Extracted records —
-- Start --

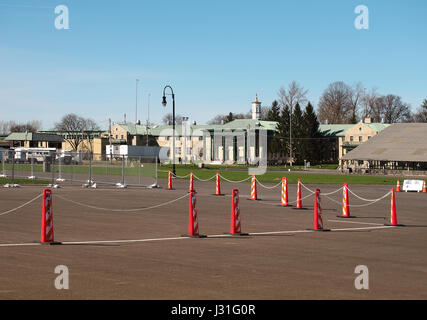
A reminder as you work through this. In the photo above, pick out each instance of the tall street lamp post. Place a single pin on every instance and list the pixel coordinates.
(164, 103)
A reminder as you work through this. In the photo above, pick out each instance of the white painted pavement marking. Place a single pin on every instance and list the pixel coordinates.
(182, 238)
(369, 223)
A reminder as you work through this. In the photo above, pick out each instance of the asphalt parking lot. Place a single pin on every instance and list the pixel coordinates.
(139, 254)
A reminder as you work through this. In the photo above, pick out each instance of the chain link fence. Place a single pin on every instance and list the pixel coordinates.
(81, 167)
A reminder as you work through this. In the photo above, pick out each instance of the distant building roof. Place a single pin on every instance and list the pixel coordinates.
(377, 127)
(405, 142)
(334, 130)
(33, 136)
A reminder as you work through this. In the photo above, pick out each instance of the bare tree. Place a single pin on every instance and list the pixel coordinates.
(335, 104)
(6, 127)
(74, 127)
(393, 110)
(357, 92)
(222, 118)
(421, 114)
(292, 95)
(168, 119)
(368, 104)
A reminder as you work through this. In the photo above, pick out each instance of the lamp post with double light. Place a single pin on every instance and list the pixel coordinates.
(164, 103)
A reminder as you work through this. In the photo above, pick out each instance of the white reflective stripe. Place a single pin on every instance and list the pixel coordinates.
(49, 227)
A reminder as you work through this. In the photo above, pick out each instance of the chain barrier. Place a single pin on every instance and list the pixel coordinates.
(275, 186)
(21, 206)
(232, 181)
(363, 199)
(204, 180)
(308, 189)
(123, 210)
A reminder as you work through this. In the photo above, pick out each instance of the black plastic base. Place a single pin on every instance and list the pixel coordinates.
(237, 234)
(322, 230)
(54, 243)
(198, 236)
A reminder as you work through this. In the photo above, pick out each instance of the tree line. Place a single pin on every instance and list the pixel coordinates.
(298, 133)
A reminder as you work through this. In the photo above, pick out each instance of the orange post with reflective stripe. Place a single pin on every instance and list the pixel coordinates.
(235, 225)
(299, 200)
(191, 182)
(47, 218)
(193, 223)
(284, 192)
(318, 222)
(254, 195)
(345, 202)
(393, 217)
(217, 186)
(169, 180)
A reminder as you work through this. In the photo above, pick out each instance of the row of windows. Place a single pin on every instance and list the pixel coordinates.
(360, 138)
(164, 138)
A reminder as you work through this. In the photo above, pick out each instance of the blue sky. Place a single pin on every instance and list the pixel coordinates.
(215, 54)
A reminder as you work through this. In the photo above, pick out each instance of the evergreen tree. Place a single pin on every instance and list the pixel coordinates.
(281, 136)
(273, 113)
(298, 134)
(229, 118)
(312, 134)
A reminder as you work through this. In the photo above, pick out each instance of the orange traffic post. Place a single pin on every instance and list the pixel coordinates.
(299, 200)
(170, 180)
(47, 235)
(218, 186)
(284, 193)
(345, 203)
(318, 221)
(254, 195)
(191, 182)
(393, 216)
(193, 223)
(235, 221)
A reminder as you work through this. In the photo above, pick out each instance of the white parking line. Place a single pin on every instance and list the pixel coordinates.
(182, 238)
(369, 223)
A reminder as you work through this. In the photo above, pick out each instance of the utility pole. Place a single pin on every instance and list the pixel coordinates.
(148, 116)
(109, 139)
(136, 102)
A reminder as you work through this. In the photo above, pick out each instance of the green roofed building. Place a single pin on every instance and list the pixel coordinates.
(35, 140)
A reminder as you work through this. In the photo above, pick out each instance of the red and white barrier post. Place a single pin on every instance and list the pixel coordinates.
(218, 186)
(318, 221)
(193, 223)
(47, 235)
(235, 222)
(299, 200)
(345, 203)
(284, 192)
(254, 195)
(170, 180)
(191, 182)
(393, 216)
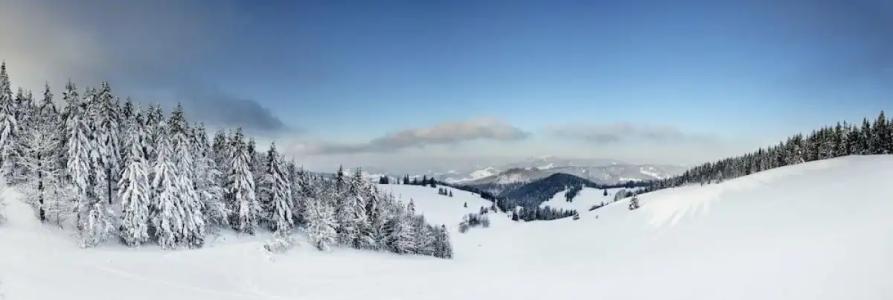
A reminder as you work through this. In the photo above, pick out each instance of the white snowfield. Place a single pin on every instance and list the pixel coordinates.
(821, 230)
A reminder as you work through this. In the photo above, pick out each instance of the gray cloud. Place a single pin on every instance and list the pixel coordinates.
(625, 132)
(142, 48)
(449, 133)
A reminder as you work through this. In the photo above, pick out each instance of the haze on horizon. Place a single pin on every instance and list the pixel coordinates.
(415, 84)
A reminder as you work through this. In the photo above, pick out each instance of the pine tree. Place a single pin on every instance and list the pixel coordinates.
(279, 204)
(321, 224)
(23, 109)
(41, 147)
(106, 120)
(424, 236)
(241, 189)
(165, 216)
(97, 225)
(404, 235)
(354, 224)
(881, 137)
(134, 190)
(443, 249)
(9, 125)
(209, 180)
(79, 153)
(188, 202)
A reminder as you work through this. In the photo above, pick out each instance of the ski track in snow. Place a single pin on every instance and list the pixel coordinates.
(820, 230)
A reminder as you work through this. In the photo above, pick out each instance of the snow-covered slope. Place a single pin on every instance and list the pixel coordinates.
(821, 230)
(585, 199)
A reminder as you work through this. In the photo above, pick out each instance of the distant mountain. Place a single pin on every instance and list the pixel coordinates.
(538, 191)
(599, 171)
(603, 175)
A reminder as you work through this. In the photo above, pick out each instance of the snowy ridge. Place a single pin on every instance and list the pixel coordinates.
(819, 230)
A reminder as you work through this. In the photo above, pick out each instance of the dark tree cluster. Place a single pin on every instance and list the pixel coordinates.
(424, 181)
(828, 142)
(541, 213)
(572, 192)
(473, 220)
(113, 169)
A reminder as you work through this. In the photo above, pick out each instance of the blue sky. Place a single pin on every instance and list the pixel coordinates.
(411, 82)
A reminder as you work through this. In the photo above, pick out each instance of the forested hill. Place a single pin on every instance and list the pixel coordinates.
(118, 171)
(840, 140)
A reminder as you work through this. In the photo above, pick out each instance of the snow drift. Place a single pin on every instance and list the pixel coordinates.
(820, 230)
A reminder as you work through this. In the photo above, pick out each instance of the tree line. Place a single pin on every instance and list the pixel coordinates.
(828, 142)
(115, 169)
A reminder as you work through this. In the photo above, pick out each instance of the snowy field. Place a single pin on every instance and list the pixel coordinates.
(585, 199)
(821, 230)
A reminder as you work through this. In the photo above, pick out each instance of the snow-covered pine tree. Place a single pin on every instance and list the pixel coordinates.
(40, 149)
(354, 229)
(240, 187)
(154, 130)
(9, 125)
(404, 234)
(256, 164)
(166, 216)
(320, 224)
(209, 182)
(189, 204)
(134, 189)
(298, 183)
(97, 225)
(424, 236)
(106, 120)
(881, 137)
(15, 170)
(79, 151)
(443, 248)
(279, 204)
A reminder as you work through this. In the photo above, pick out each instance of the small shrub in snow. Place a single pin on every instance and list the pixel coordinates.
(634, 203)
(474, 220)
(280, 243)
(2, 209)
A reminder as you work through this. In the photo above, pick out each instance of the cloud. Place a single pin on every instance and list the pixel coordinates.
(625, 132)
(449, 133)
(144, 49)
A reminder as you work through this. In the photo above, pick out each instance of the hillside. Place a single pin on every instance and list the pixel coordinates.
(818, 230)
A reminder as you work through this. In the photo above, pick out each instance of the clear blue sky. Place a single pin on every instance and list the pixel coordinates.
(382, 80)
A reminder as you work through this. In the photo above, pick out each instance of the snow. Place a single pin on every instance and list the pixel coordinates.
(585, 199)
(820, 230)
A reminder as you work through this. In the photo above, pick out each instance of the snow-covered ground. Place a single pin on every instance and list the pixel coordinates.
(821, 230)
(585, 199)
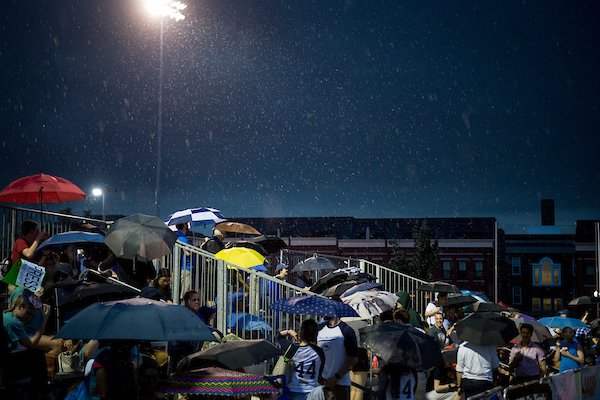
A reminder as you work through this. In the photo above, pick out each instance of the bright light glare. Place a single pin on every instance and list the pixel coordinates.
(167, 7)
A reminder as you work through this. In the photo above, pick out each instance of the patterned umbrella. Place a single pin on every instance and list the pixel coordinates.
(195, 216)
(314, 305)
(215, 382)
(371, 303)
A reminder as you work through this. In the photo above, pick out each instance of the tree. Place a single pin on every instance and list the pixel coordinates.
(424, 259)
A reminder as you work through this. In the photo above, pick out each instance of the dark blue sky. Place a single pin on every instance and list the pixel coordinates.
(312, 108)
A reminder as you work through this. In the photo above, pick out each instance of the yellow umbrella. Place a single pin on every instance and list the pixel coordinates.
(241, 256)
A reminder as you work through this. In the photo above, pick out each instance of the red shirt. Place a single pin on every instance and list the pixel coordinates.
(20, 245)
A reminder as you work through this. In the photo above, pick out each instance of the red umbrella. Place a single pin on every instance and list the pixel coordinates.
(41, 188)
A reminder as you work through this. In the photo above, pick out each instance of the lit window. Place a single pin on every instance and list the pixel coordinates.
(446, 270)
(546, 273)
(478, 269)
(462, 270)
(517, 295)
(516, 264)
(558, 304)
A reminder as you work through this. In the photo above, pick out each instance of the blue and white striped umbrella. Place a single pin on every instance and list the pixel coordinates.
(195, 216)
(314, 305)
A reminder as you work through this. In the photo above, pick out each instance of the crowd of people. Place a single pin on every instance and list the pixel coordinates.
(325, 354)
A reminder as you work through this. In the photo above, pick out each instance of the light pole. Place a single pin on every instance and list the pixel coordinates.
(99, 192)
(173, 10)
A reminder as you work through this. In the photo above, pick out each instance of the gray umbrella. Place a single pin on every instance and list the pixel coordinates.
(140, 235)
(232, 354)
(314, 263)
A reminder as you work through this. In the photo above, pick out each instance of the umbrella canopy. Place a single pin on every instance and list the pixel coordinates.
(584, 301)
(459, 300)
(484, 306)
(487, 328)
(402, 344)
(41, 188)
(438, 286)
(314, 305)
(233, 354)
(327, 281)
(314, 264)
(272, 244)
(140, 235)
(249, 245)
(562, 322)
(195, 217)
(241, 256)
(248, 322)
(90, 293)
(215, 382)
(371, 303)
(236, 227)
(539, 334)
(82, 240)
(362, 287)
(136, 319)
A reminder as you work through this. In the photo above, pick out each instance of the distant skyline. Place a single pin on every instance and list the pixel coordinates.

-- End --

WHAT THIS TASK INVOLVES —
Extract, exactly as they appear, the lines from the one containing "of the light" through the final line.

REPLY —
A reminder as you work through this. In the photo above, pick out each instance of the light pole. Place a single pin on every instance and list the pixel coordinates.
(99, 192)
(173, 10)
A reminder as you work through this. In the photo above, pick out each instance of the gray umbrella. Place a single pin on every instance and list the pixel coordinates.
(140, 235)
(232, 354)
(314, 263)
A reminder as you work through this. In the photo above, pick out each instance of the umbrella canopy. Place a single pin on every instance and list the pixel coordinates.
(584, 301)
(459, 300)
(484, 306)
(487, 328)
(402, 344)
(41, 188)
(438, 286)
(314, 305)
(233, 354)
(327, 281)
(314, 264)
(272, 244)
(140, 235)
(249, 245)
(562, 322)
(195, 217)
(241, 256)
(248, 322)
(90, 293)
(215, 382)
(371, 303)
(236, 227)
(539, 334)
(82, 240)
(362, 287)
(136, 319)
A reminder as you work through this. In the photo above, pick out each instance of the distant skyline. Place a single pin on every instance and list the pixel coordinates.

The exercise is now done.